[Object location annotation data]
########

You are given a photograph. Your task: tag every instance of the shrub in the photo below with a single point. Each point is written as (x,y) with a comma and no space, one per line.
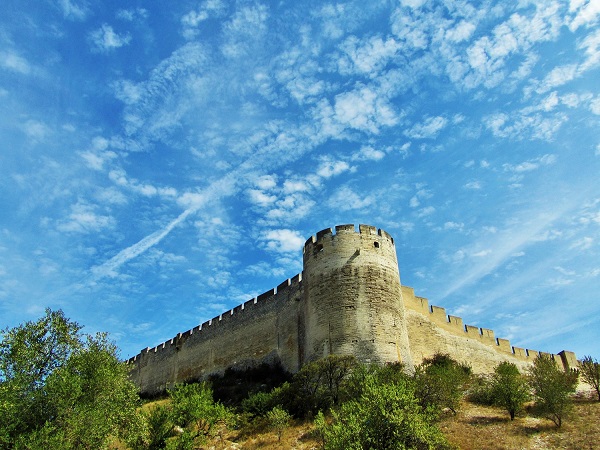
(590,372)
(441,382)
(278,419)
(386,416)
(552,389)
(509,388)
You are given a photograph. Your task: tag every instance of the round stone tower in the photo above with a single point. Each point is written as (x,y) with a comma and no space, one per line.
(352,297)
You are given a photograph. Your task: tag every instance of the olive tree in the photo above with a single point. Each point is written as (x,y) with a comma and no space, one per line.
(60,388)
(590,372)
(509,388)
(552,389)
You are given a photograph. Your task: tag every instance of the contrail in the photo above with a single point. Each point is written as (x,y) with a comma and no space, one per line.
(108,268)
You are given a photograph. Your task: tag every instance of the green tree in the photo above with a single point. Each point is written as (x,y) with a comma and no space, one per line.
(552,389)
(441,382)
(62,389)
(279,419)
(509,388)
(590,372)
(195,411)
(316,386)
(386,416)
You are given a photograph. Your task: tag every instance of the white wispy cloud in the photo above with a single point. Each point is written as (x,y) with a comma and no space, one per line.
(283,240)
(427,129)
(105,39)
(84,219)
(10,60)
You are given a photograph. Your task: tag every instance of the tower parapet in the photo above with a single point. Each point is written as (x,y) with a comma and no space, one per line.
(352,296)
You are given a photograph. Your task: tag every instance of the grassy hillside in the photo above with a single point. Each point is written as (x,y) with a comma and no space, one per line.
(474,427)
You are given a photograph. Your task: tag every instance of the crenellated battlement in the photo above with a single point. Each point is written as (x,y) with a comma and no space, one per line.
(455,325)
(341,230)
(223,319)
(348,300)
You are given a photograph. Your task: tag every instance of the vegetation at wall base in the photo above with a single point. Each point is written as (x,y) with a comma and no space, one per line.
(63,389)
(509,388)
(552,389)
(590,373)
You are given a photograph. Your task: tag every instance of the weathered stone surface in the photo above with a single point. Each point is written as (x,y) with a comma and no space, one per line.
(348,301)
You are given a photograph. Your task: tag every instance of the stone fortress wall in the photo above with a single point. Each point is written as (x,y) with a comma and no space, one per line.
(347,301)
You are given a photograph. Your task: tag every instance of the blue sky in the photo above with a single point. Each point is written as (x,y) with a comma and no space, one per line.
(162,162)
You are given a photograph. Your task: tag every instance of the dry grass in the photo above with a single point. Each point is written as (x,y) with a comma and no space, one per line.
(474,427)
(481,427)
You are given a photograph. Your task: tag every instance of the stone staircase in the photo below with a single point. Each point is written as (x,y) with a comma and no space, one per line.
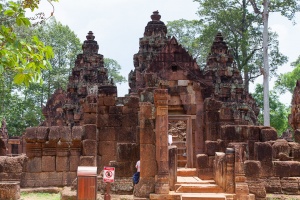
(181,152)
(190,187)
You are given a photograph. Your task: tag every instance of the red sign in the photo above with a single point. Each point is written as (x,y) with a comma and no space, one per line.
(109,174)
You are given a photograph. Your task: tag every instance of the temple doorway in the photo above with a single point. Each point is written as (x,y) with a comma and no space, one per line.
(180,129)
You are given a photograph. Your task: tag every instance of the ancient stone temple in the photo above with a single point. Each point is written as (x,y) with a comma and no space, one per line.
(182,123)
(294,118)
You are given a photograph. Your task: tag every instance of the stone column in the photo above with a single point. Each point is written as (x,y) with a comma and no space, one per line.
(173,166)
(161,132)
(229,183)
(146,184)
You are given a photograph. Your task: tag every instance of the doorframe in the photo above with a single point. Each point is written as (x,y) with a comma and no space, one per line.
(189,135)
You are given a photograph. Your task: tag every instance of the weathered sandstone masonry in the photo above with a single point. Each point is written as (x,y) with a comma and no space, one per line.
(88,125)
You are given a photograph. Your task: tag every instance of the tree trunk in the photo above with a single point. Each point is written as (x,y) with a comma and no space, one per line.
(266,64)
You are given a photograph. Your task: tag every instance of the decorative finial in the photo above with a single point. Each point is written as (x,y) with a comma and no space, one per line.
(90,36)
(156,16)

########

**Direction**
The pictures should not be reproduced; quote all of the other material exactly.

**Complete answer**
You are given a photograph. Your task: tag every instance of the shrub in the photo below with a single point. Each point is written as (x,y) with a comma and no space, one per line.
(590,372)
(441,382)
(278,419)
(386,416)
(552,389)
(509,388)
You are given a photograph. Your task: tag every instance of the round stone tower in the photo above with a single point. Each point is written as (x,y) with a comma and no space, one per line.
(352,297)
You are given a photograph. Your task: tag every instance of the olive tree in the photo above with a single point. Each point is written as (x,y) with a comma and no space, one per line.
(60,388)
(590,372)
(509,388)
(552,389)
You are given a photograph. Your task: tag every instance of the contrail in the photo above with a single point. Each point is written as (x,y) with a comma and no space, one per line.
(108,268)
You are given a photograph. Your task: tag every instance of the green tree in the photo above with a single point. Each point is written as (x,y) with a comma and no space, one per line.
(552,389)
(441,382)
(62,389)
(279,419)
(509,388)
(590,372)
(195,411)
(316,386)
(386,416)
You are given a photograph. Your task: tag every instance of the white wispy cloud in the photo above with a single point. Each point is written as (x,y) with a comma and no space, one per line.
(283,240)
(427,129)
(105,39)
(84,219)
(10,60)
You are given a photograph. Your task: tag every instance of the tower parapet in the photo above with a single point. Each point is written as (x,y) with a comma and no space, one per line.
(352,296)
You are given a photograph. Your task: tag every instance of the grassy hillside in the photo above with a single point. Each point is written as (x,y) with a comma and no space, one per line.
(474,427)
You are given a photograph. Your task: tag every instance of the crenellated battlement in the photo above with a single point. Each point is written as (x,y) with a comma and no space, one per line.
(455,325)
(341,230)
(223,319)
(348,300)
You are given a photograph. Your task: tag every instance of the vegetation at wall base in the photo above with a single point. Each point is written as (x,y) with a comma and no space, one per line.
(63,389)
(509,388)
(552,389)
(590,373)
You are given a photograph. Your task: tag every instance of the weathered stone surface in the photo above with a single point. Each point is written as (x,y) with a comma and no space, one per line.
(348,301)
You are given a photograph. Your task: tag every instance of the stone fortress wall in the photo above with a single point. Each point is written as (x,y) with a comma and no space, one per line.
(347,301)
You are given a photograph. Your task: tag every instance of the blue sky in the photo above with a single point. Each point is written as (x,y) with a comma and no space, one per line.
(162,162)
You are given a photograph. Your task: tag every instance of the dry grass in the photo above with a single point. Each point is written as (x,y) with a comma and no space, one per line.
(474,427)
(481,427)
You are given a photograph. Your task: tag every instance of the stone staircase in the photo below with a single point. Each point is written as (x,y) with a comma and no space, one per line.
(181,152)
(190,187)
You are given a photograph. Your task: tag every instance of the red sign in the photo above with a single point. Each point is written as (x,y) with a comma and no space, one per line.
(109,174)
You are given a photograph. Your task: tag every instance of the temple doorway in the photo above with a single point. Each point is written as (x,y) with a comma and no space, one per line.
(180,129)
You are given a photograph. Your task: tag every instance of the ancient stone temple in the photo above with a single point. Each point is written as (x,y) with a comma and no space, one per line.
(182,123)
(294,118)
You are given a photograph. Your task: tag every instance of the stone column in the photo above with a single point. Each point is written as (x,y) with a comma and no space, one per line.
(173,166)
(161,132)
(229,183)
(146,184)
You are given a photograph. Your task: tag every instance of the doorframe in the photo above with a single point. Each point is written as (x,y) with a comma and no space, one per line.
(189,135)
You are given a photograph. Your task: tag every instance of the weathered sandstone masonry in the photo above with a single point. Each point is written as (x,y) with a comma and no space, one per line.
(88,125)
You are given a photograph. Your task: tag every instance of the tree trunk in the photo above with a single point. Each point is written as (x,y) with a comma and no space, one per line.
(266,64)
You are given a photograph. Your task: tag every instance of the decorative finial in the photo above with a single point. Each point is written as (x,y) with a comma and no space, one per line.
(90,36)
(156,16)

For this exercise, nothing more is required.